═════ Recorded information

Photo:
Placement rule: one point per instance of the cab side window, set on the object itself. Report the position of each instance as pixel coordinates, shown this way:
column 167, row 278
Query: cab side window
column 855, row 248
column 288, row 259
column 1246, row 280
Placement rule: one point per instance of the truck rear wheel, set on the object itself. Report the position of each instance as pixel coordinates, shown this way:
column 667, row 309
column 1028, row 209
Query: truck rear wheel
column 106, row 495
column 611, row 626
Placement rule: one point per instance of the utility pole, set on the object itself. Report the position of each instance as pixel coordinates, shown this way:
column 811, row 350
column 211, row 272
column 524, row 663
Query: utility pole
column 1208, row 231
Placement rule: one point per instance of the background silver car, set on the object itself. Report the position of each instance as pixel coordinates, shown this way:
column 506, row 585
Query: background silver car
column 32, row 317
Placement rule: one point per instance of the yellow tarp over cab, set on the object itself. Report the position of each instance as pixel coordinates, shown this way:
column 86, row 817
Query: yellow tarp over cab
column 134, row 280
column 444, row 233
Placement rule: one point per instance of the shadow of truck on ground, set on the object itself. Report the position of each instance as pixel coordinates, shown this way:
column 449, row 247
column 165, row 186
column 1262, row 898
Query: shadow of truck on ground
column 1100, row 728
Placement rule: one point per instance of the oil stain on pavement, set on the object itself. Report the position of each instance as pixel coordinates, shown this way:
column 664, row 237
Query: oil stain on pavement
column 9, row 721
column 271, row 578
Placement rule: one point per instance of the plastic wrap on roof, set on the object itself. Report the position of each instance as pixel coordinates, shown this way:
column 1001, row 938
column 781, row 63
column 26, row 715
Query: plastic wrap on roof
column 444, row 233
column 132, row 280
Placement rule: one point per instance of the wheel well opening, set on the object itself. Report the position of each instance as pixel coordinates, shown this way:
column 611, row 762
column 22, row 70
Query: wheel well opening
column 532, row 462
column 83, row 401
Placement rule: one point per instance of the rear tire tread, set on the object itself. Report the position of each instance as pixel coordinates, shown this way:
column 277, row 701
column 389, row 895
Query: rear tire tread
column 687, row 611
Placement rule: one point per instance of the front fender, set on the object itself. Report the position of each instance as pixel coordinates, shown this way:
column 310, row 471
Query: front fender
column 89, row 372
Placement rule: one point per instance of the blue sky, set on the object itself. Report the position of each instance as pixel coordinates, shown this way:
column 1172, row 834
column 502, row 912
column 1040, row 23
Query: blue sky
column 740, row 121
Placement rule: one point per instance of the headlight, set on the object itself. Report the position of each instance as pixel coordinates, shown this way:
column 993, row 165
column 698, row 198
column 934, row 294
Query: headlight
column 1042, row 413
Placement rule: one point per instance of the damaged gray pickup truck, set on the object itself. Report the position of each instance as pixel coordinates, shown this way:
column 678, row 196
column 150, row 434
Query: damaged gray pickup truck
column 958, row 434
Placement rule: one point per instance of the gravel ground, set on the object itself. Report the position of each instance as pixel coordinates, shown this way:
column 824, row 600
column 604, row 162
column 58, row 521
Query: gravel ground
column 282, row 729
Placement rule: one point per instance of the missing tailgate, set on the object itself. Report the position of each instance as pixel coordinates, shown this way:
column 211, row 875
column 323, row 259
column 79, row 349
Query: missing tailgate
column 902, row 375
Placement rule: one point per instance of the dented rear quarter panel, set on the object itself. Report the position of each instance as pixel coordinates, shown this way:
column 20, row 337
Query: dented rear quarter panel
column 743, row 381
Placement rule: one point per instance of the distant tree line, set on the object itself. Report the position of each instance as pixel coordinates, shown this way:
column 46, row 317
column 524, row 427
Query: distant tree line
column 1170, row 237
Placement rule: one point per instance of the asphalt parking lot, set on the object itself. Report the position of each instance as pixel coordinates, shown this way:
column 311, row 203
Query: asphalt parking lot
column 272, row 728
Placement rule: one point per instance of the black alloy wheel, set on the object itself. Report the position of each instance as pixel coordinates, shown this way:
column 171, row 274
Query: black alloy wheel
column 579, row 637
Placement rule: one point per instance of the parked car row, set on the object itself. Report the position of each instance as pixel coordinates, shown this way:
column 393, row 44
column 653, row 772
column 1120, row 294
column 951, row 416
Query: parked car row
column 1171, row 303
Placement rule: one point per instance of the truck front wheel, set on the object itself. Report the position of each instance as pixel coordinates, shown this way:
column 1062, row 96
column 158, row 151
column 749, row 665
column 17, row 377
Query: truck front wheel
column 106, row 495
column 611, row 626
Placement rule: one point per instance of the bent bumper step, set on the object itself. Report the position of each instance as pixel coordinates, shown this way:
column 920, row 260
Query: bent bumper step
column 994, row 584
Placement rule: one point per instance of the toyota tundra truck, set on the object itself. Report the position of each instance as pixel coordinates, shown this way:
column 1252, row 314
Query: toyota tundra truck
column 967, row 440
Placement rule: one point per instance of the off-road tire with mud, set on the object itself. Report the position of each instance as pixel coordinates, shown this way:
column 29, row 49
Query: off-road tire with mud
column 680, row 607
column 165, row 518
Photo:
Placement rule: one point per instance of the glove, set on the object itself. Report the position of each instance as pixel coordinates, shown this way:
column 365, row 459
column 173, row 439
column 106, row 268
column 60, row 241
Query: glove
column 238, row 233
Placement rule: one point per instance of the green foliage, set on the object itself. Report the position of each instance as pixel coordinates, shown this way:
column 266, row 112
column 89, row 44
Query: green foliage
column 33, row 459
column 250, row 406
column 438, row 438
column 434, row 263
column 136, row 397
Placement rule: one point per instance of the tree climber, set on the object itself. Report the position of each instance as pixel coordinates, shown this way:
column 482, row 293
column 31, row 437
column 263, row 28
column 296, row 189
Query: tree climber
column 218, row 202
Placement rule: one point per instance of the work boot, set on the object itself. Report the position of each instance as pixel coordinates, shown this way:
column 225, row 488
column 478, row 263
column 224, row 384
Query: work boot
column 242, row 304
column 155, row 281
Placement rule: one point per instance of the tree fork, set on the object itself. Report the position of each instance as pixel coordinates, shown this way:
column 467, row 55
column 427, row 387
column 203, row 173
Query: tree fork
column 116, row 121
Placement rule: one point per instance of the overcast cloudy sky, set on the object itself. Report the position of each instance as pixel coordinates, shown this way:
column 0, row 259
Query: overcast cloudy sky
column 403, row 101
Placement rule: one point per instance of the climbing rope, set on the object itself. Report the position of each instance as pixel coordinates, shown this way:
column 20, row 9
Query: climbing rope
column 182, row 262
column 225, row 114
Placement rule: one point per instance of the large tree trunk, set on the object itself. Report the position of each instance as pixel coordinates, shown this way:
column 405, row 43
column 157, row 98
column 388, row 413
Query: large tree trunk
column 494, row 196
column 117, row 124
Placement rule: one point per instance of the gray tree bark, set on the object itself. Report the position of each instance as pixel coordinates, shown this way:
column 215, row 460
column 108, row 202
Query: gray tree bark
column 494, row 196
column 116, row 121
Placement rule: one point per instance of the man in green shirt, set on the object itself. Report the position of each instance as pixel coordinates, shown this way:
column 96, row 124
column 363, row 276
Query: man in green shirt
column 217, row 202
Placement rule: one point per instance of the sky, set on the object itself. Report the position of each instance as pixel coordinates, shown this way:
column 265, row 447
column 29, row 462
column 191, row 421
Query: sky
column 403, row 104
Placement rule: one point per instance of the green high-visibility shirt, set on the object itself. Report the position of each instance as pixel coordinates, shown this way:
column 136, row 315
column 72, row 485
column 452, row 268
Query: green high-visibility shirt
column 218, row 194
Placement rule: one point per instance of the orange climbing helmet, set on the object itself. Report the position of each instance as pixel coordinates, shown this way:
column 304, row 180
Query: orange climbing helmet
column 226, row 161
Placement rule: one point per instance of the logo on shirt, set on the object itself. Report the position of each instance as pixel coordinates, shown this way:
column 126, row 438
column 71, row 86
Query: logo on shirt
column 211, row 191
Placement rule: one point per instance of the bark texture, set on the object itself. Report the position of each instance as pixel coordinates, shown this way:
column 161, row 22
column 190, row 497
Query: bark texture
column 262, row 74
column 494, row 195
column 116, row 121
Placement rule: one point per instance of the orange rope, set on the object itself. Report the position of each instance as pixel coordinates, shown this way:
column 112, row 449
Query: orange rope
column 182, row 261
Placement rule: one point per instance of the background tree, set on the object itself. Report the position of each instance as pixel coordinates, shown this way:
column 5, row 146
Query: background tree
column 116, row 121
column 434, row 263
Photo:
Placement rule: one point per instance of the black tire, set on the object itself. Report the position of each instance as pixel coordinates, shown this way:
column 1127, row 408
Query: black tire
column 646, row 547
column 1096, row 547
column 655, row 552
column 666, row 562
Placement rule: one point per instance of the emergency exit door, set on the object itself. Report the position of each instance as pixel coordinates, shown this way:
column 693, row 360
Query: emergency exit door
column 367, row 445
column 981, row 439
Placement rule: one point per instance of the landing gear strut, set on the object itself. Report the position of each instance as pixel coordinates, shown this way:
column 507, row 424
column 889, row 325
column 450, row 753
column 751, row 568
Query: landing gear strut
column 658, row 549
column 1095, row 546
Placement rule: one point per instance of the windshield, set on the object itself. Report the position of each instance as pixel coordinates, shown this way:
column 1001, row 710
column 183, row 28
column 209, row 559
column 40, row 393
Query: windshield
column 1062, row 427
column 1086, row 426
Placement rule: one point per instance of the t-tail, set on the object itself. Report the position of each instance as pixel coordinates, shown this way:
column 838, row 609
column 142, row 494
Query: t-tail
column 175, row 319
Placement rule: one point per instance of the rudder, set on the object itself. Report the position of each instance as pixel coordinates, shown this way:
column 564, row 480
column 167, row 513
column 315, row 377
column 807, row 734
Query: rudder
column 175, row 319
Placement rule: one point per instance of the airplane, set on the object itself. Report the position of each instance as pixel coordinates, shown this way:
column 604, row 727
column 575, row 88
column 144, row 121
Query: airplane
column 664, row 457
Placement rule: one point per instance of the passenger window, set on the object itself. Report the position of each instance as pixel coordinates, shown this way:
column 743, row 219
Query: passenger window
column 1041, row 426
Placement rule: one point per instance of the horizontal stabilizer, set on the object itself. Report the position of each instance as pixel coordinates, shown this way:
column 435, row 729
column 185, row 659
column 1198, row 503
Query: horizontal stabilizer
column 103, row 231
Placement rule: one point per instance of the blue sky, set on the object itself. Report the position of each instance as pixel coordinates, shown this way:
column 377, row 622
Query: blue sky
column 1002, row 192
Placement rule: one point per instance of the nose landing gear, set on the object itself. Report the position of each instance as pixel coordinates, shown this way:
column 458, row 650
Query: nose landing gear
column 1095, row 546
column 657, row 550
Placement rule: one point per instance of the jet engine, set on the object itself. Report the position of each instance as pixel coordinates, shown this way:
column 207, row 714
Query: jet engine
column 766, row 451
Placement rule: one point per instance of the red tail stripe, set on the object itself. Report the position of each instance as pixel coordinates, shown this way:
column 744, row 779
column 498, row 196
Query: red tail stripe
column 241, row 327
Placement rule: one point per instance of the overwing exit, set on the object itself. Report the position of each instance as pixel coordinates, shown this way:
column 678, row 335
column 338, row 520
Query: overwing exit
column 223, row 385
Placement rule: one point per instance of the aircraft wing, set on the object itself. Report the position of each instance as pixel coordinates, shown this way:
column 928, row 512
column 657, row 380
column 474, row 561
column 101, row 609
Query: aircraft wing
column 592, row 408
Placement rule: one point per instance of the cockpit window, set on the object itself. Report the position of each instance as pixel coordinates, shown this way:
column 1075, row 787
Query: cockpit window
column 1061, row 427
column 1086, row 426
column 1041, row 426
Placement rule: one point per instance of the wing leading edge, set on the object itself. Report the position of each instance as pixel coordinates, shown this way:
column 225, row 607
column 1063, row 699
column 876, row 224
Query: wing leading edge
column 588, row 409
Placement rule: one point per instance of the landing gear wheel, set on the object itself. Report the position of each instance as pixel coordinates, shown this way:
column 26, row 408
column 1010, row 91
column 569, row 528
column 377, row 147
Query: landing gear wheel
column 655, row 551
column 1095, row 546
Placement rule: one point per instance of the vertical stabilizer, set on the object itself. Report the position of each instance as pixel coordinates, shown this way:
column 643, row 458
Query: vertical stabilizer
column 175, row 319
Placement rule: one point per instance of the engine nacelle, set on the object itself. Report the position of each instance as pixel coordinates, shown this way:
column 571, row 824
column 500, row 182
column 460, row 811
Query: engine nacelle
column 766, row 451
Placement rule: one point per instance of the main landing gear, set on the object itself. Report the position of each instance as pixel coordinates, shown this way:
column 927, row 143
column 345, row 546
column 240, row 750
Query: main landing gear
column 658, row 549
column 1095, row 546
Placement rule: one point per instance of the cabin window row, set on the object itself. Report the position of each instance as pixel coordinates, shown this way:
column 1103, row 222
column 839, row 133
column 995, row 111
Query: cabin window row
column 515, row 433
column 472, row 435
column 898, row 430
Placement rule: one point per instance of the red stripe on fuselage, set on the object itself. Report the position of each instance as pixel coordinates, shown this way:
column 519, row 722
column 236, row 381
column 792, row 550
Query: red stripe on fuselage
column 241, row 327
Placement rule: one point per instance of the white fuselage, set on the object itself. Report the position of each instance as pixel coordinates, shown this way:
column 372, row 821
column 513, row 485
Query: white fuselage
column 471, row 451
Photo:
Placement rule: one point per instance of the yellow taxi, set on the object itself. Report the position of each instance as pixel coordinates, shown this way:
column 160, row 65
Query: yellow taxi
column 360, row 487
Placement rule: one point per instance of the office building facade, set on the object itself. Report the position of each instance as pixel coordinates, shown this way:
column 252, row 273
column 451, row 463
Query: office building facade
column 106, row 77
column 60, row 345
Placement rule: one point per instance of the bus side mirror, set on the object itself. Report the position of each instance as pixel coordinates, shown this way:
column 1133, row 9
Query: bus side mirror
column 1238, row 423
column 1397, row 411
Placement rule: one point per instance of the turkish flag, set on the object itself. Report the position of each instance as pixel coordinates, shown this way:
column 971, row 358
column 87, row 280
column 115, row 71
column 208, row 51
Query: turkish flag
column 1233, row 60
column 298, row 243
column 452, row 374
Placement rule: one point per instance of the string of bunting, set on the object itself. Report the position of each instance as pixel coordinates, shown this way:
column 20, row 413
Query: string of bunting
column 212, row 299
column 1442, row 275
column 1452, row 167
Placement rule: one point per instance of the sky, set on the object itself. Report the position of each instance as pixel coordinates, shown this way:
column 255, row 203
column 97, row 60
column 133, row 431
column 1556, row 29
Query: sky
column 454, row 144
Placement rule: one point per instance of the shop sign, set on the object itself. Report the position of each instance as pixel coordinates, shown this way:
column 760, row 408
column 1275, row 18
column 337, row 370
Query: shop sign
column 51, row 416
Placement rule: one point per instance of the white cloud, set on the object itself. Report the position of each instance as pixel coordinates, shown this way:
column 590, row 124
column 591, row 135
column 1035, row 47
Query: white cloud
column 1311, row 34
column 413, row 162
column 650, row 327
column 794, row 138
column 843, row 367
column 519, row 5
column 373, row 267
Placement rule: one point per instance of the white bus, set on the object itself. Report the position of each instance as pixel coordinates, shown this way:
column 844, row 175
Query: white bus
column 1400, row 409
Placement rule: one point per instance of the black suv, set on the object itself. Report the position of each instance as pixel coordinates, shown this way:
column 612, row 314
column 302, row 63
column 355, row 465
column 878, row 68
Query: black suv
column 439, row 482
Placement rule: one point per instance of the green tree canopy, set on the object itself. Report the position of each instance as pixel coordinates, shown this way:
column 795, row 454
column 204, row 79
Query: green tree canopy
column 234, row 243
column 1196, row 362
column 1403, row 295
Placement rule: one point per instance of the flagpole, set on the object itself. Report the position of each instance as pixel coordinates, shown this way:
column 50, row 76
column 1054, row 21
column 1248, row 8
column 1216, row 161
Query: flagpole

══════════

• **Instruction**
Can you reproduce the stretch of the material above from the line containing "Placement rule: one point per instance of the utility" through the line containing "column 83, row 401", both of those lines included, without changing a character?

• **The reply**
Placement rule: one point per instance of the utility pole, set on the object itself. Report the position of each instance as pixel coordinates, shown this way:
column 811, row 350
column 211, row 272
column 524, row 663
Query: utility pole
column 1208, row 231
Placement rule: one point per instance of the background silver car, set on the object itself. Report the position of each instance as pixel coordinates, shown this way:
column 506, row 585
Query: background silver car
column 32, row 317
Placement rule: one point per instance of the yellow tarp over cab, set on the object itself. Report the position of each instance as pixel coordinates, shown this way:
column 86, row 817
Query: yellow tarp over cab
column 134, row 280
column 444, row 233
Placement rule: one point per instance of the shadow of truck on ground, set on the object itself. Report the position of each instance as pixel coordinates, shown this way:
column 449, row 247
column 165, row 186
column 1262, row 898
Query: shadow of truck on ground
column 1100, row 728
Placement rule: one point per instance of the oil stain on pavement, set on the object itself. Report the position of each instance as pixel coordinates, shown this way:
column 664, row 237
Query: oil stain on pavement
column 9, row 721
column 271, row 578
Placement rule: one point per instance of the plastic wrap on roof, set on the object itself. Report the position of each instance as pixel coordinates, shown this way:
column 1001, row 938
column 781, row 63
column 26, row 715
Query: plastic wrap on roof
column 444, row 233
column 132, row 280
Placement rule: one point per instance of the wheel well opening, set on the object itself. Report the position of each instance as pixel coordinates, shown this way:
column 611, row 762
column 22, row 70
Query: wheel well opening
column 532, row 462
column 83, row 401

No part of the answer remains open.